- _Instructions to follow_
Copy exactly, and copy only, the lines from the one bearing "Put a pin on every instance of the rock pile" through the final line of the records.

===== Input records

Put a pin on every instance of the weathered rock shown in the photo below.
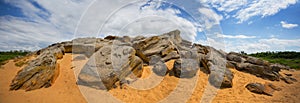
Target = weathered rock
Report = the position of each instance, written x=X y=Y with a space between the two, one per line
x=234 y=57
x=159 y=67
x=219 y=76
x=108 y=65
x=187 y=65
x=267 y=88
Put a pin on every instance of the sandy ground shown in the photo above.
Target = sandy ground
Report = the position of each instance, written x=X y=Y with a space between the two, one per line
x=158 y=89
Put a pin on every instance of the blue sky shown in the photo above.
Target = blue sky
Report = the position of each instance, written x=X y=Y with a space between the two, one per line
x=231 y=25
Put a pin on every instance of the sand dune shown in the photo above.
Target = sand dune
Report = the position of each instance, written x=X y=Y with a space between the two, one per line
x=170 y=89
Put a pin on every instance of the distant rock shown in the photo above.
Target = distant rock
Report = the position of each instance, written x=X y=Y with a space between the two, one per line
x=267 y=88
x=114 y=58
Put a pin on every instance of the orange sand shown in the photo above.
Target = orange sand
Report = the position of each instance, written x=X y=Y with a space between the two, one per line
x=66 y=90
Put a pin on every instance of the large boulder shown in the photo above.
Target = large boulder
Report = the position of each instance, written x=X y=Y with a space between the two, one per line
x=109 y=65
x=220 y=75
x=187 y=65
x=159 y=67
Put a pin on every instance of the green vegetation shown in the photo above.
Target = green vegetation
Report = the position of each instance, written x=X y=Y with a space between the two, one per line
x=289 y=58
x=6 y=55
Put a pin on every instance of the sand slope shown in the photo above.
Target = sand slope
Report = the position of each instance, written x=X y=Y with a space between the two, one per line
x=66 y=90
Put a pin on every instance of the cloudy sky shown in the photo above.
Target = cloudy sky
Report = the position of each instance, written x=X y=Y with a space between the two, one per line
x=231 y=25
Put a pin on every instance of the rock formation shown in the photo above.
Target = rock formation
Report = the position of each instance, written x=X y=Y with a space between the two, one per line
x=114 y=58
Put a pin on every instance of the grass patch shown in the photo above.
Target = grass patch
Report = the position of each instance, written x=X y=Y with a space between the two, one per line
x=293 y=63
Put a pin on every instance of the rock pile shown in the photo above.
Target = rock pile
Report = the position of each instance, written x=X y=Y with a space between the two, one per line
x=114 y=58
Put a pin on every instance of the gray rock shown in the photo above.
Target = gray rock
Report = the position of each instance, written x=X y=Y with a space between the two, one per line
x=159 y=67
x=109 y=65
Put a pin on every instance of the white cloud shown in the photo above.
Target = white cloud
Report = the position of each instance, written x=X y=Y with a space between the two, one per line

==========

- _Your response_
Put a pin on every instance of the rock pile shown in the photo above.
Target = rock pile
Report = the position of each instance, written x=X y=Y with a space between the two, one per line
x=114 y=58
Put a pin on every instance of the gray rock shown in the photo above.
Target = gray rock
Report = the position of each instance, written x=X y=Y with a space between the two, one per line
x=159 y=67
x=109 y=65
Put a pin on every instance of the white cloud shown in the photo above.
Target = white cloud
Report = the position of each instance, written x=X y=Y with a space between the two, one per line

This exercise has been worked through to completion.